INSTRUCTIONS FOR THE TASK - Filter the entries, keeping every line with the string "white".
[DATA IN THIS EXERCISE — start]
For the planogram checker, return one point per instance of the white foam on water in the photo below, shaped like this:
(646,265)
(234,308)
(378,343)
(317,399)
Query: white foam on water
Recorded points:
[DATA IN THIS EXERCISE — finish]
OUTPUT FOR THIS EXERCISE -
For the planogram checker, return one point per instance of the white foam on water in the photo below, shaped like this:
Query: white foam on water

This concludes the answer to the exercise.